### [DOCUMENT PASSAGE]
--------

Neil Mercer is Emeritus Professor of Education at the University of Cambridge.

Mercer grew up in Cockermouth in Cumbria, where he went to Cockermouth Grammar School before studying psychology at the University of Manchester. He has a PhD in psycholinguistics from the University of Leicester. His research explores the role of dialogue in education and the development of children's reasoning.

Biography
He is Emeritus Professor of Education at the University of Cambridge, where he is also Director of the study Centre Oracy Cambridge and a Life Fellow of the college Hughes Hall.
Prior to moving to the University of Cambridge, he was Director of the Open University's Centre for Research in Education and Educational Technologies (CREET). and a member of the Centre for Language and Communications.
He was previously co-editor of the journal Learning, Culture and Social Interaction, editor of the journal Learning and Instruction and the International Journal of Educational Research.

Research
Mercer has emphasised the use of language to "inter-think" and build "common knowledge" – shared understandings and perspectives to work together, particularly in classrooms.  From Common Knowledge onwards his work has been explicitly Vygotskian in nature, fitting into a wider sociocultural and dialogic learning focus in education. (See e.g.)
However, in contrast to Lev Vygotsky's Zone of Proximal Development, Mercer proposes we consider the 'Intermental Development Zone' – the space that language creates which allows peers to interact and develop their reasoning together, in the absence of a guiding teacher.  This work is cited as important in development of understanding of language for learning.

--------

### [Dataset rows about object locations]
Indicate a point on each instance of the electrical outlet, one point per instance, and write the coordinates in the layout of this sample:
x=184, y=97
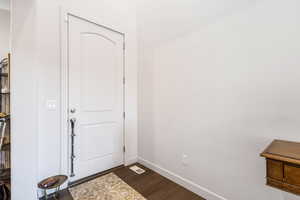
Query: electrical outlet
x=184, y=159
x=51, y=105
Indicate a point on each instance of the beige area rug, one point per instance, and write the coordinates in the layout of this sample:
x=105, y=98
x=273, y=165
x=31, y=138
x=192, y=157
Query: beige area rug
x=107, y=187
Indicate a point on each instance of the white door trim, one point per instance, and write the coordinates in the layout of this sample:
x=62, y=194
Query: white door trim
x=64, y=123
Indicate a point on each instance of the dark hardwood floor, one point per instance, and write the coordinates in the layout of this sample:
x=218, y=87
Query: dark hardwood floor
x=150, y=184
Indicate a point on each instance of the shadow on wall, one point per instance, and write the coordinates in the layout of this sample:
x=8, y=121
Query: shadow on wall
x=160, y=20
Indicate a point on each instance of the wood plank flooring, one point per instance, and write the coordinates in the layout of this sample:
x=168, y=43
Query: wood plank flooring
x=150, y=184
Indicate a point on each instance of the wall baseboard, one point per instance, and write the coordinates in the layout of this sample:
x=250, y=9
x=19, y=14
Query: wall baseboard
x=201, y=191
x=129, y=161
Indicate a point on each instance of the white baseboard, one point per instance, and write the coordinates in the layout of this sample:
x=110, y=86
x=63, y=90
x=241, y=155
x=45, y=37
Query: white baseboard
x=129, y=161
x=201, y=191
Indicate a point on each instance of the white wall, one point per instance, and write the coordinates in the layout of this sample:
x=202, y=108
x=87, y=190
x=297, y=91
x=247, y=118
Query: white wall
x=24, y=100
x=219, y=80
x=4, y=32
x=5, y=4
x=119, y=15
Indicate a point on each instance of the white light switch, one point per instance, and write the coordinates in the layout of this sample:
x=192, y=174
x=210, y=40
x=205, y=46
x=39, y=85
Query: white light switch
x=51, y=105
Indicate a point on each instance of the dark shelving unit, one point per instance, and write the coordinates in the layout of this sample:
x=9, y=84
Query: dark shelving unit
x=5, y=139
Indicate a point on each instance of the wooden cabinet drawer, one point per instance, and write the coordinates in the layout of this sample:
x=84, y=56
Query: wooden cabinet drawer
x=292, y=174
x=275, y=169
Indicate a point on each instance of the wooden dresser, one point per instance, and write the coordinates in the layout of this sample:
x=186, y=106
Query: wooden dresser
x=283, y=165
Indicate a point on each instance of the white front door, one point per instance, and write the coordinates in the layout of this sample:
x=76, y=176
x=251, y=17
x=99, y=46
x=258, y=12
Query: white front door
x=96, y=97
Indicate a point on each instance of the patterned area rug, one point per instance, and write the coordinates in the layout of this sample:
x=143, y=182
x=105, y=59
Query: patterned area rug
x=107, y=187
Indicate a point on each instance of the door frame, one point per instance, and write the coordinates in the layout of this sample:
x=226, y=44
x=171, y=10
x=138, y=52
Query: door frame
x=65, y=151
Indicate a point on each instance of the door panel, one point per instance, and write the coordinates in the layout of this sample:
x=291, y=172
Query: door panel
x=104, y=98
x=96, y=92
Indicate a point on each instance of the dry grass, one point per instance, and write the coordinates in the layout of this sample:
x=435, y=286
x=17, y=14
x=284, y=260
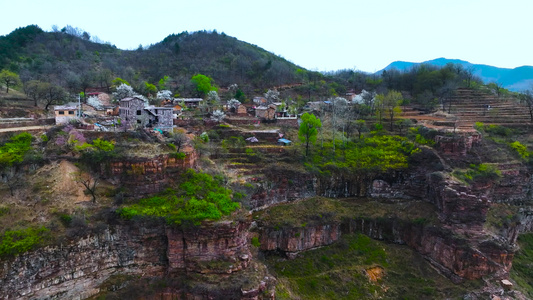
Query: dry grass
x=44, y=195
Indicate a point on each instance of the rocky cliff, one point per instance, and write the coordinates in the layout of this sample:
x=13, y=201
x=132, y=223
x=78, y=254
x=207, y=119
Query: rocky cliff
x=76, y=270
x=144, y=176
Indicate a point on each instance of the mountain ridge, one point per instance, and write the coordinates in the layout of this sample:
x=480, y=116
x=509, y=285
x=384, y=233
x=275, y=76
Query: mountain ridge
x=514, y=79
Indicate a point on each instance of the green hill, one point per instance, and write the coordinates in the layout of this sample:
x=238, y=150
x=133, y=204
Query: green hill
x=75, y=62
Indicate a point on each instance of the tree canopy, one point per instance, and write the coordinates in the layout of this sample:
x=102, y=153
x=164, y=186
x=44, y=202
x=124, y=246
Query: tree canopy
x=308, y=130
x=203, y=84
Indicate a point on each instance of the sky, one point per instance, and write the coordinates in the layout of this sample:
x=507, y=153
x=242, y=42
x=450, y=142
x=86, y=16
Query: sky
x=322, y=35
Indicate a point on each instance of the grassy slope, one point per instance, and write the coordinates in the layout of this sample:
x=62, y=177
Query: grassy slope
x=522, y=271
x=342, y=271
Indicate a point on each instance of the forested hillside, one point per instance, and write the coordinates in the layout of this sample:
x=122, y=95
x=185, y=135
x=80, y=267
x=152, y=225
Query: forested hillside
x=517, y=79
x=68, y=58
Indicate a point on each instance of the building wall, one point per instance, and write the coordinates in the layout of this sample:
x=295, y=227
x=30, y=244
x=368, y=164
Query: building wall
x=128, y=109
x=66, y=117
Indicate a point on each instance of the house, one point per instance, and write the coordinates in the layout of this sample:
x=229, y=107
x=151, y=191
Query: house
x=259, y=101
x=284, y=142
x=314, y=105
x=242, y=110
x=133, y=111
x=189, y=102
x=266, y=112
x=160, y=117
x=65, y=113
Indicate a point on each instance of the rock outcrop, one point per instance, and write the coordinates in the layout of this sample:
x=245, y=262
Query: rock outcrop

--------

Duplicate the passage about Neil Mercer in full, word for word. These rows were taken from a separate source.

Neil Mercer is Emeritus Professor of Education at the University of Cambridge.

Mercer grew up in Cockermouth in Cumbria, where he went to Cockermouth Grammar School before studying psychology at the University of Manchester. He has a PhD in psycholinguistics from the University of Leicester. His research explores the role of dialogue in education and the development of children's reasoning.

Biography
He is Emeritus Professor of Education at the University of Cambridge, where he is also Director of the study Centre Oracy Cambridge and a Life Fellow of the college Hughes Hall.
Prior to moving to the University of Cambridge, he was Director of the Open University's Centre for Research in Education and Educational Technologies (CREET). and a member of the Centre for Language and Communications.
He was previously co-editor of the journal Learning, Culture and Social Interaction, editor of the journal Learning and Instruction and the International Journal of Educational Research.

Research
Mercer has emphasised the use of language to "inter-think" and build "common knowledge" – shared understandings and perspectives to work together, particularly in classrooms.  From Common Knowledge onwards his work has been explicitly Vygotskian in nature, fitting into a wider sociocultural and dialogic learning focus in education. (See e.g.)
However, in contrast to Lev Vygotsky's Zone of Proximal Development, Mercer proposes we consider the 'Intermental Development Zone' – the space that language creates which allows peers to interact and develop their reasoning together, in the absence of a guiding teacher.  This work is cited as important in development of understanding of language for learning.